#### Your tasks:
[A] Answer these questions from the Morphia aggregation guide, one line each:
(i) What kind of argument does aggregate() take, and what does it tell Morphia?
(ii) Which MongoDB operator is the group() method equivalent to?
(iii) Which class provides the options for configuring how the pipeline executes?
[B] Continue the Morphia aggregation guide, starting after its final sentence.

#### Source passage:
+++++
Aggregations

The aggregation framework in MongoDB allows you to define a series (called a pipeline) of operations (called stages) against the data in a collection. These pipelines can be used for analytics or they can be used to convert your data from one form to another. This guide will not go in to the details of how aggregation works, however. The official MongoDB documentation has extensive tutorials on such details. Rather, this guide will focus on the Morphia API. The examples shown here are taken from the tests in Morphia itself.

Writing an aggregation pipeline starts just like writing a standard query. As with querying, we start with the Datastore:

datastore.aggregate(Book.class).pipeline(
    group(id("author"))
      .field("books", push("$title")),
    sort()
       .ascending("name"))
    .execute(Author.class);

aggregate() takes a Class literal. This lets Morphia know which collection to perform this aggregation against. Because of the transformational operations available in the aggregation pipeline, Morphia can not validate as much as it can with querying so care will need to be taken to ensure document fields actually exist when referencing them in your pipeline.

The Pipeline

Aggregation pipelines are comprised of a series stages. Our example here with the group() stage. This method is the Morphia equivalent of the $group operator. This stage, as the name suggests, groups together documents based on various criteria. In this example, we are defining the group ID as the author field which will collect all the books by the author together.

The next step defines a new field, books comprised of the titles of the books found in each document. (For reference, this example is the Morphia equivalent of an example found in the aggregation tutorials.) This results in a series of documents that look like this:

{ "_id" : "Homer", "books" : [ "The Odyssey", "Iliad" ] }
{ "_id" : "Dante", "books" : [ "The Banquet", "Divine Comedy", "Eclogues" ] }

Executing the Pipeline

Once your pipeline is complete, you can execute it via the execute() method. This method optionally takes a Class reference for the target type of your aggregation. Given this type, Morphia will map each document in the results and return it. Additionally, you can also include some options to execute(). We can use the various options on the AggregationOptions class to configure how we want the pipeline to execute.
+++++
#### Records provided:
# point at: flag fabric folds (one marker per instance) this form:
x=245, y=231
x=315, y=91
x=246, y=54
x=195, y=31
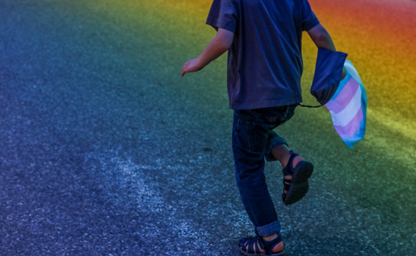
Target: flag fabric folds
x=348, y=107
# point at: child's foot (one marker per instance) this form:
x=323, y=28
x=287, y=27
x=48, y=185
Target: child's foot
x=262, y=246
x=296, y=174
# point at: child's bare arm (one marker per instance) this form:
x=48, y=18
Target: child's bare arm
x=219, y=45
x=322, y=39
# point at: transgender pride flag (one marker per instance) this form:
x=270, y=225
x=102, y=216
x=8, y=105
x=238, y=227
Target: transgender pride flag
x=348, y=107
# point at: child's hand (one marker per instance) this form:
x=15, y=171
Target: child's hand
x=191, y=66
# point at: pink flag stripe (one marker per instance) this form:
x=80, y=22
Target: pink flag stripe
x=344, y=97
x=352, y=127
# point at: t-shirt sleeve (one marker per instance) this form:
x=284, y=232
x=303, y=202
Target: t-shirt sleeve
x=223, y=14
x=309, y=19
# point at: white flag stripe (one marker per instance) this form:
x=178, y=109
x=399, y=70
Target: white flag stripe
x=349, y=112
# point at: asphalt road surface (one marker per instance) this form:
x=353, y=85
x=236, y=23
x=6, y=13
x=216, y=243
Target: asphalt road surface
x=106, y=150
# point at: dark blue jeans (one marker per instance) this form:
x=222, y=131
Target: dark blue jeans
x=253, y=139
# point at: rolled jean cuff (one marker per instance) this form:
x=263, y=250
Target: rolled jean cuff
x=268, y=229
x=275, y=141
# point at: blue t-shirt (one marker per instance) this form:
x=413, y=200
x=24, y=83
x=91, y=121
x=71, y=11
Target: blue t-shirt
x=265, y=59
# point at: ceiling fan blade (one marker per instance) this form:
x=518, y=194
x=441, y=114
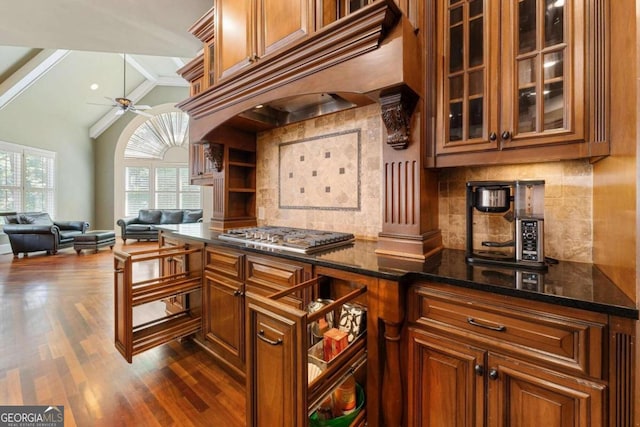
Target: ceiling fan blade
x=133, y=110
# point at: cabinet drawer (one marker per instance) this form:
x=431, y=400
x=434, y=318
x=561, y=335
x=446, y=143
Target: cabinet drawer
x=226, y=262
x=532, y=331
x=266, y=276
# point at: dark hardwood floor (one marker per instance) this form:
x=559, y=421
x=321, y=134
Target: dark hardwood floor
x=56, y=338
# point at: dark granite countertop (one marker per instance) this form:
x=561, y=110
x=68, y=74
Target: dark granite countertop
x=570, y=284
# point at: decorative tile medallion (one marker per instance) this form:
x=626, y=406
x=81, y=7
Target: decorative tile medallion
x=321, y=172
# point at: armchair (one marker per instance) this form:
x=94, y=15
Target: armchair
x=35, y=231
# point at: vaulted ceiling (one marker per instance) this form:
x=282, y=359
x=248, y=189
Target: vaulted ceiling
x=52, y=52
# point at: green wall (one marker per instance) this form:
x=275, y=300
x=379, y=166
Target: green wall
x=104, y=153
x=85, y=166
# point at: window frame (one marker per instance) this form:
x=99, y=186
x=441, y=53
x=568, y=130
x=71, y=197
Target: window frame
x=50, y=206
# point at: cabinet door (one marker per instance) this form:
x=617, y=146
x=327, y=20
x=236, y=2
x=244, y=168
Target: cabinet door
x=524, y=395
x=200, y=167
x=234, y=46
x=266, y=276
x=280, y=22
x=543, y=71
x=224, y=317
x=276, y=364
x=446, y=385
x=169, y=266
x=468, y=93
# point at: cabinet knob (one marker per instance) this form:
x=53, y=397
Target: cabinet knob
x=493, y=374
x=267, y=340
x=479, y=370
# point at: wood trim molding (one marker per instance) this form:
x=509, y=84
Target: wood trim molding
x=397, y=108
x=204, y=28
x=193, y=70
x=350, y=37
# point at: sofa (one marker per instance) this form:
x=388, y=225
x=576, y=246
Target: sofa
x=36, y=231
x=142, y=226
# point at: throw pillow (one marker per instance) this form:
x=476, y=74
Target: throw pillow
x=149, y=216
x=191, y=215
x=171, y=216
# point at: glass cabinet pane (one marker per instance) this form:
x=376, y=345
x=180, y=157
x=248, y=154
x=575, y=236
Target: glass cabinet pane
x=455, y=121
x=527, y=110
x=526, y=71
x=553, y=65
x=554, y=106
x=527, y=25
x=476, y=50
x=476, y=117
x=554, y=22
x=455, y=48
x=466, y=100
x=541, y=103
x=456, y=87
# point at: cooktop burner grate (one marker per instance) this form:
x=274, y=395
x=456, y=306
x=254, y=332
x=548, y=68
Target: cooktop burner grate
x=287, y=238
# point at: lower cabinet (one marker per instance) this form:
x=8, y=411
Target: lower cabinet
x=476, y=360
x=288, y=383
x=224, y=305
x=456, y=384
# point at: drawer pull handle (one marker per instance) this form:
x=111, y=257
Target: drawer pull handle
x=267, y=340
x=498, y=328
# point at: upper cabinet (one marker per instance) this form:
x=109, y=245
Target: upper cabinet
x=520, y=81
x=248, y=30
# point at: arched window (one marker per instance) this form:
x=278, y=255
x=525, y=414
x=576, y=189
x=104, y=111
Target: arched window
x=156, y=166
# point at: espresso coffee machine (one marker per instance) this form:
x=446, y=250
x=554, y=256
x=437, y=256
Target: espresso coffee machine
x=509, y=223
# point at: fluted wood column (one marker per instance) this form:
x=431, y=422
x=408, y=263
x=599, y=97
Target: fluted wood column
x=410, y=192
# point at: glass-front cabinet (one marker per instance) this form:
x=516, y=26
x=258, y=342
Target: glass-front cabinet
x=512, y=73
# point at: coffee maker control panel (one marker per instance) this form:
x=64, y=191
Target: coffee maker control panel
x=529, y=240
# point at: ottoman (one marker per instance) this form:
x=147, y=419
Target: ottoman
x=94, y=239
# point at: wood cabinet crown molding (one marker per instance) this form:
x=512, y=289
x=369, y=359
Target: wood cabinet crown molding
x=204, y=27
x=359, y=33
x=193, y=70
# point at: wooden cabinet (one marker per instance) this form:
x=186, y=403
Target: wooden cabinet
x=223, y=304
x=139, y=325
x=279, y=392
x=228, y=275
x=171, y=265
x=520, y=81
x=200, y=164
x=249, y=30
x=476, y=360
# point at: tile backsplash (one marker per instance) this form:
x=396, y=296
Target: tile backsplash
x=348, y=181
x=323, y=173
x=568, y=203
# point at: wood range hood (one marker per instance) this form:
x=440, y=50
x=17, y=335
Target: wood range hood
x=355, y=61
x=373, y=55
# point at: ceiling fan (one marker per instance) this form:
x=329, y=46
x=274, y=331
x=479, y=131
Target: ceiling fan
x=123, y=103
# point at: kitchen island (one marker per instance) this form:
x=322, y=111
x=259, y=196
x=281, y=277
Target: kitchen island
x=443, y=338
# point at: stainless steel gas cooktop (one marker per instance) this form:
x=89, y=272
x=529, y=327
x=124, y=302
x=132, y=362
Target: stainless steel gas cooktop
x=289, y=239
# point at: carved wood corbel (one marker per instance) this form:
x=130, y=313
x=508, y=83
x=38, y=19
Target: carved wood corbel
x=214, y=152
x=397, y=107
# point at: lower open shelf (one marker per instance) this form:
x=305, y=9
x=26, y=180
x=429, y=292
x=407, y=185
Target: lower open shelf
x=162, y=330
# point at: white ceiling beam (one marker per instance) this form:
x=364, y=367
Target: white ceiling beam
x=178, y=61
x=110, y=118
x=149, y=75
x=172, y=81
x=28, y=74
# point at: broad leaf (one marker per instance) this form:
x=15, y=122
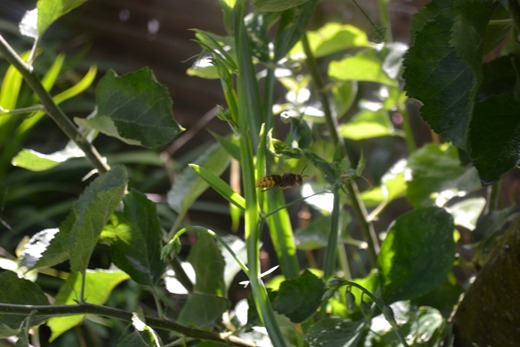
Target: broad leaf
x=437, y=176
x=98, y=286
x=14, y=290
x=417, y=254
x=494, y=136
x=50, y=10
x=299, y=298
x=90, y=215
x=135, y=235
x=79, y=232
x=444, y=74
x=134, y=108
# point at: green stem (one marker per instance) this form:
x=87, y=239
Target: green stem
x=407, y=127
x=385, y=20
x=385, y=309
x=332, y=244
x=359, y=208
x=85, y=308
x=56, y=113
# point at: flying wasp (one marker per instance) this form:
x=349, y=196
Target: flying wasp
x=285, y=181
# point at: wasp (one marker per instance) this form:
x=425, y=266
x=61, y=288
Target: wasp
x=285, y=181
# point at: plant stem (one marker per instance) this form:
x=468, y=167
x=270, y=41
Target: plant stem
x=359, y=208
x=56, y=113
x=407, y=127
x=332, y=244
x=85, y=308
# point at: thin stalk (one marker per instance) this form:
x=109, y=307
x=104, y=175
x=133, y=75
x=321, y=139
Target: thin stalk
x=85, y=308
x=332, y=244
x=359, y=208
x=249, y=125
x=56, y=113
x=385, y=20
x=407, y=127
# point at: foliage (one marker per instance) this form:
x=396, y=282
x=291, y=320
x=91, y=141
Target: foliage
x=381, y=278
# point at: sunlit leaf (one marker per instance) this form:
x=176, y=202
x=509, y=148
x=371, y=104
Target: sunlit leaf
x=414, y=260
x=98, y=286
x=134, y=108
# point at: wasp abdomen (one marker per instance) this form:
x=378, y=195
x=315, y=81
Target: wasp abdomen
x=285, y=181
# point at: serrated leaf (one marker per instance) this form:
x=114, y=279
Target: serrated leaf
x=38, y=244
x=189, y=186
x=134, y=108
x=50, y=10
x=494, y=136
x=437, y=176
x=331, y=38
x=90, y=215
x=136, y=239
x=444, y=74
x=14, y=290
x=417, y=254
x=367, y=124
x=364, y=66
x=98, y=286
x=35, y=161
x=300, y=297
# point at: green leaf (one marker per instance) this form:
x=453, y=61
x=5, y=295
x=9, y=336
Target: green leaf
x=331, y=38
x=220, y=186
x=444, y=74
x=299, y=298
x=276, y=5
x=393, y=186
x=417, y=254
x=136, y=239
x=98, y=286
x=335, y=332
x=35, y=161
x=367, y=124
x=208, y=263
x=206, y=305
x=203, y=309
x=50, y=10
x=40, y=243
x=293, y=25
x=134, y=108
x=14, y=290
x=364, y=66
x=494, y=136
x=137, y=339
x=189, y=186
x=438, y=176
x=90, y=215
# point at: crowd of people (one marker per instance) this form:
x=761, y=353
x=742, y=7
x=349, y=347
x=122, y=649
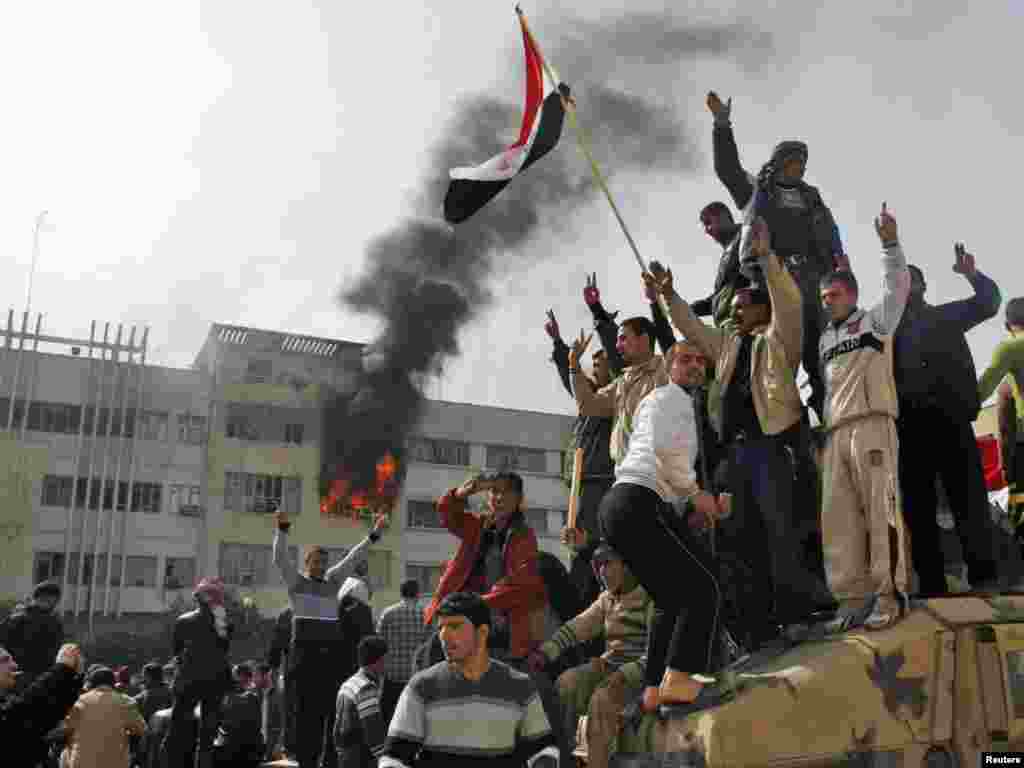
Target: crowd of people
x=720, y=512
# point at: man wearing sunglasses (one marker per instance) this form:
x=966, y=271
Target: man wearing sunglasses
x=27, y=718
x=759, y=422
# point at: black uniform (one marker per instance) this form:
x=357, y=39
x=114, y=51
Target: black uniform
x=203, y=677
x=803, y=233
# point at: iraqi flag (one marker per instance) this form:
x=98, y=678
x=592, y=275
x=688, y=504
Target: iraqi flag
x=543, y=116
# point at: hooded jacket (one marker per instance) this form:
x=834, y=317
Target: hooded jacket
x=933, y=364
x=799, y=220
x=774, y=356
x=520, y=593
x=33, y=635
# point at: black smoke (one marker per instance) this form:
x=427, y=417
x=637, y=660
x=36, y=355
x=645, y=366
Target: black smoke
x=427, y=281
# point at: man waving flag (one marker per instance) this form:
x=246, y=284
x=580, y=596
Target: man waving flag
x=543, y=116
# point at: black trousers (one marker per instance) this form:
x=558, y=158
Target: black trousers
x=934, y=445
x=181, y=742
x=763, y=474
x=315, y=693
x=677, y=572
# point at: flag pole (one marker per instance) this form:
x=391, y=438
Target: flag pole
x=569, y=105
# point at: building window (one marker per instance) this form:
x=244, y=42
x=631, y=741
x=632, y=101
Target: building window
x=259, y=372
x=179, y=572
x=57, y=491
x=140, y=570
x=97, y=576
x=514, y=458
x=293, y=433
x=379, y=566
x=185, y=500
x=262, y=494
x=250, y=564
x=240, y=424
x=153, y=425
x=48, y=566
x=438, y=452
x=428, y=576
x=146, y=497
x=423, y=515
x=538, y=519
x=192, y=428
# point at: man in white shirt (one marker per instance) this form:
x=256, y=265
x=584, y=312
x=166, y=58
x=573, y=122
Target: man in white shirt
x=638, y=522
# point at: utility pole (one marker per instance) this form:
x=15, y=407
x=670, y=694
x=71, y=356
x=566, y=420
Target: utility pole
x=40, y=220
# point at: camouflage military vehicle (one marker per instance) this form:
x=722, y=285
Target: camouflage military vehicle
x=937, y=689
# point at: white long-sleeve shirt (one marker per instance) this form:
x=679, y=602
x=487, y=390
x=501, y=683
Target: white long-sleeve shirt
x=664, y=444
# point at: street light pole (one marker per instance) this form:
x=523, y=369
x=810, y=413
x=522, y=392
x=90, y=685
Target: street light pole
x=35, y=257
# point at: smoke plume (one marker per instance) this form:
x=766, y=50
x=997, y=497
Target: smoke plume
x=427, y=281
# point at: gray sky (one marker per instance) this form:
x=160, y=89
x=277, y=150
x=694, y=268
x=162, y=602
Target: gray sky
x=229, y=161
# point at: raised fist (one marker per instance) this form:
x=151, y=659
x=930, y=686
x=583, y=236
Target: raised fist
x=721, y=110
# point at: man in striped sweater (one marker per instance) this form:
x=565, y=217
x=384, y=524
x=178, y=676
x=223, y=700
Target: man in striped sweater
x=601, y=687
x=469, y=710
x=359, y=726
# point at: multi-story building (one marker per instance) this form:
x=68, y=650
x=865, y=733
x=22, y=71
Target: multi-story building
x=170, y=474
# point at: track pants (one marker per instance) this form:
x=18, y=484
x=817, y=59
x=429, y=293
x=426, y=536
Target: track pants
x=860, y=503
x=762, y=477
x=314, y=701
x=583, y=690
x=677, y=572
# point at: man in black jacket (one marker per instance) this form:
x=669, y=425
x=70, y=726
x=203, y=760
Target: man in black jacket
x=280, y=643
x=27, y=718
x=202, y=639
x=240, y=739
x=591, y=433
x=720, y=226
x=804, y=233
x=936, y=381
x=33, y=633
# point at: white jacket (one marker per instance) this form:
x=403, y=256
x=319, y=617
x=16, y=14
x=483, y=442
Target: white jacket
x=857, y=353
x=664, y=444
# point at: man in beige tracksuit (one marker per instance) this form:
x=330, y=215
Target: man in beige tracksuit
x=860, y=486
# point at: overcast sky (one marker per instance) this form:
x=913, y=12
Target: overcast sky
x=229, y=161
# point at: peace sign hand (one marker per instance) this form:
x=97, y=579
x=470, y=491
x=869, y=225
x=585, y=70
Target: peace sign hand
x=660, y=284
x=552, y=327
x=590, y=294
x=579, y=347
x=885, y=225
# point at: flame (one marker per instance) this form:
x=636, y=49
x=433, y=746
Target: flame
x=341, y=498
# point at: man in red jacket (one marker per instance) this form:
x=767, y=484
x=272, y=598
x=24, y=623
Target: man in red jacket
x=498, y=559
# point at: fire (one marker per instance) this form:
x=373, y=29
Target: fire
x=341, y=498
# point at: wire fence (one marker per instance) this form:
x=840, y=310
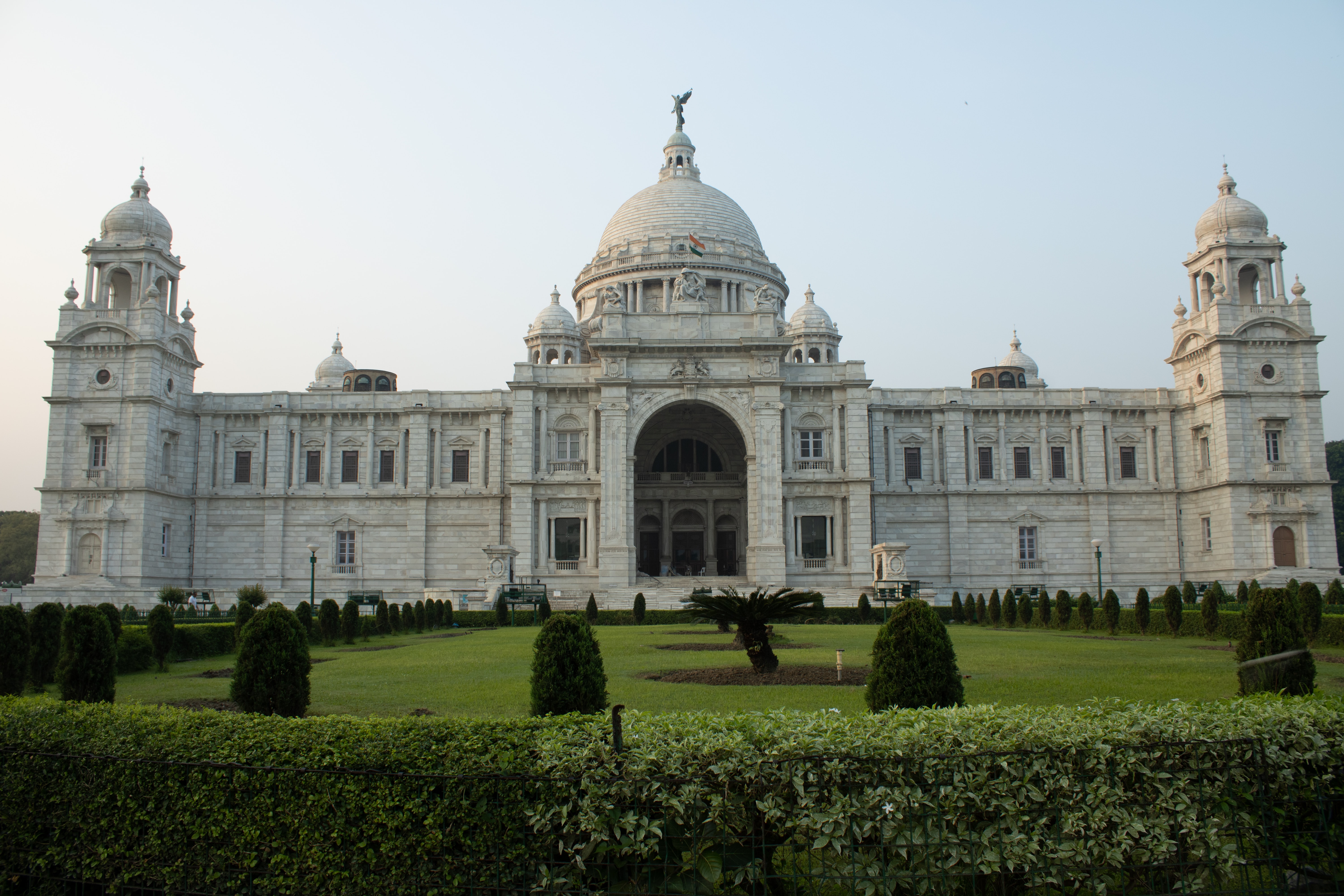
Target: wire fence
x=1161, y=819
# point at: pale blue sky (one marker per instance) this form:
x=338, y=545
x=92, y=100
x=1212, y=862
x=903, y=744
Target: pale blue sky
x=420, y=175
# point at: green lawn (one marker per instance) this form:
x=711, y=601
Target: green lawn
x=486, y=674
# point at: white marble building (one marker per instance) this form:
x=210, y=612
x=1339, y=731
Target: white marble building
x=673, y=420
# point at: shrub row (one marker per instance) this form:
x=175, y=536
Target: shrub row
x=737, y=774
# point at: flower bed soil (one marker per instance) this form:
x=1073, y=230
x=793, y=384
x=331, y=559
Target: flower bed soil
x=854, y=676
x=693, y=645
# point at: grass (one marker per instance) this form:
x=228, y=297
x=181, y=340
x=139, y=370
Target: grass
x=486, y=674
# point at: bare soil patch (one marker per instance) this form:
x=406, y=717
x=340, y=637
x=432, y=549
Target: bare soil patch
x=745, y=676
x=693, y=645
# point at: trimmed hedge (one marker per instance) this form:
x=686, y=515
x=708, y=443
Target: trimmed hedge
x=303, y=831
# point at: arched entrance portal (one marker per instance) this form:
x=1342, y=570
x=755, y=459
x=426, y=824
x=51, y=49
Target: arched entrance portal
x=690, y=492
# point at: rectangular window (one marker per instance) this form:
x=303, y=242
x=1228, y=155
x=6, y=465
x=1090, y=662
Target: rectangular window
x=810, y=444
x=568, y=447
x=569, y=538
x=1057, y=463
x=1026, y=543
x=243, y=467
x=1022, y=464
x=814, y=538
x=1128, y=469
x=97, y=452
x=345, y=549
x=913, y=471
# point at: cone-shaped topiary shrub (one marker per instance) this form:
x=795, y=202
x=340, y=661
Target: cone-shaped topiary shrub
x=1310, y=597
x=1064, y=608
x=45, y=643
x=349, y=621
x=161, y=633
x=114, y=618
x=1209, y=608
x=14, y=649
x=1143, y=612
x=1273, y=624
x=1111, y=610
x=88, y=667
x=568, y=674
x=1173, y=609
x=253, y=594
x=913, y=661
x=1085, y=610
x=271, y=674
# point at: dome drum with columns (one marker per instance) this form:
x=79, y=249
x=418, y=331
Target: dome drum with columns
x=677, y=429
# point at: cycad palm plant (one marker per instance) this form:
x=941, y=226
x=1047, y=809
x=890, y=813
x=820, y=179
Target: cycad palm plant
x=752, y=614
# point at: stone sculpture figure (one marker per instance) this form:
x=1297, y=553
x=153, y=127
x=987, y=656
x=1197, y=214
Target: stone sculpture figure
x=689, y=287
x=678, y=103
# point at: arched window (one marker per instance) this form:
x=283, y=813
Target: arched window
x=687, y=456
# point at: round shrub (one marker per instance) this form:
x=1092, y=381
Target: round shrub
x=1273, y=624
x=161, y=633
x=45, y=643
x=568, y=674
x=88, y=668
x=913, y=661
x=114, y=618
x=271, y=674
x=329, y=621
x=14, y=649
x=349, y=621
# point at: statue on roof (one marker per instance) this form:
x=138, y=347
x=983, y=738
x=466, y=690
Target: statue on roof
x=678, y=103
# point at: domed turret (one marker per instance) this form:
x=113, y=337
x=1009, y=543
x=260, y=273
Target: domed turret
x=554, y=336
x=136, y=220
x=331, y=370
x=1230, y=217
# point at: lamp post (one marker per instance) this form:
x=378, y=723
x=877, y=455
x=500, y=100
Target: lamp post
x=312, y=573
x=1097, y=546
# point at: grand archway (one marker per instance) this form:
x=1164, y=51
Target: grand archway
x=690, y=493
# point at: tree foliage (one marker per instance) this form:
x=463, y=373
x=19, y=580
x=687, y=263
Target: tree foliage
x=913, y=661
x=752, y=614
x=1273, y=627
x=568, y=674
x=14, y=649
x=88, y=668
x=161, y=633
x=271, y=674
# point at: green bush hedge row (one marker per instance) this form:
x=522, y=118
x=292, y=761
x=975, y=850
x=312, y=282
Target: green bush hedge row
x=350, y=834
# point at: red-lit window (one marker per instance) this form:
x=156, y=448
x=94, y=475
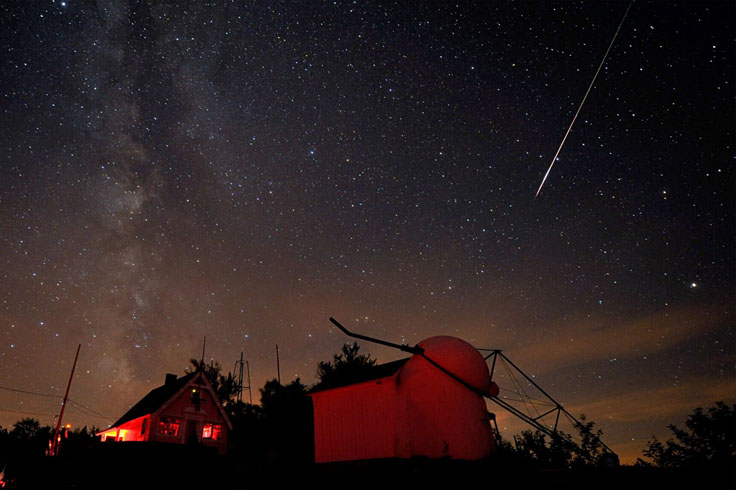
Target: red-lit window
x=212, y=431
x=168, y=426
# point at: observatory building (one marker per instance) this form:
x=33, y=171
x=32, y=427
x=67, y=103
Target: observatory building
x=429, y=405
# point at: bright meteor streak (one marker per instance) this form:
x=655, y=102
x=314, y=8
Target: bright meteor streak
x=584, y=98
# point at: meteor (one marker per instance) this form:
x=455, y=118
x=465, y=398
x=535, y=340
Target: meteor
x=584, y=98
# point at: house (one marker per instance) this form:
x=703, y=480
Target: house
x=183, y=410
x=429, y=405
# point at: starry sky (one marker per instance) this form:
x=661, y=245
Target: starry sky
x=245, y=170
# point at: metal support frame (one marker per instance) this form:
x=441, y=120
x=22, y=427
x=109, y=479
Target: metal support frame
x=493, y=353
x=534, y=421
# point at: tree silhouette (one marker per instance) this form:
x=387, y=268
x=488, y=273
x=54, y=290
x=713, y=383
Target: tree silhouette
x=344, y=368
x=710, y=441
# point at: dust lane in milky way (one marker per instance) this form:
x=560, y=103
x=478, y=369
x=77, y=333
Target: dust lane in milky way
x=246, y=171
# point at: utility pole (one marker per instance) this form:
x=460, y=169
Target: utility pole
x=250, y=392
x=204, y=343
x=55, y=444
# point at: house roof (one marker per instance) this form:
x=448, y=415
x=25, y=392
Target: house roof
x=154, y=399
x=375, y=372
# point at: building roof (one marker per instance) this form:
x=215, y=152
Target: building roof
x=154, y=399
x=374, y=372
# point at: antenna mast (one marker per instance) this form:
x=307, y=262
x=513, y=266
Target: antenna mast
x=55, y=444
+++++
#### The results:
[A]
(i) A Class literal, which tells Morphia which collection to run the aggregation against.
(ii) The $group operator.
(iii) The AggregationOptions class.

[B]
$out

Depending your use case, you might not want to return the results of your aggregation but simply output them to another collection. That’s where $out comes in. $out is an operator that allows the results of a pipeline to be stored in to a named collection. This collection can not be sharded or a capped collection, however. This collection, if it does not exist, will be created upon execution of the pipeline.

Any existing data in the collection will be replaced by the output of the aggregation.

An example aggregation using the $out stage looks like this:

datastore.aggregate(Book.class).pipeline(
    group(id("$author"))
        .field("books",
            push().single("$title")),
    out(Author.class))
    .execute();

You’ll note that out() is the final stage. $out and $merge must be the final stage in our pipeline. We pass a type to out() that reflects the collection we want to write our output to. Morphia will use the type-to-collection mapping you’ve defined when mapping your entities to determine that collection name. You may also pass a String with the collection name as well if the target collection does not correspond to a mapped entity.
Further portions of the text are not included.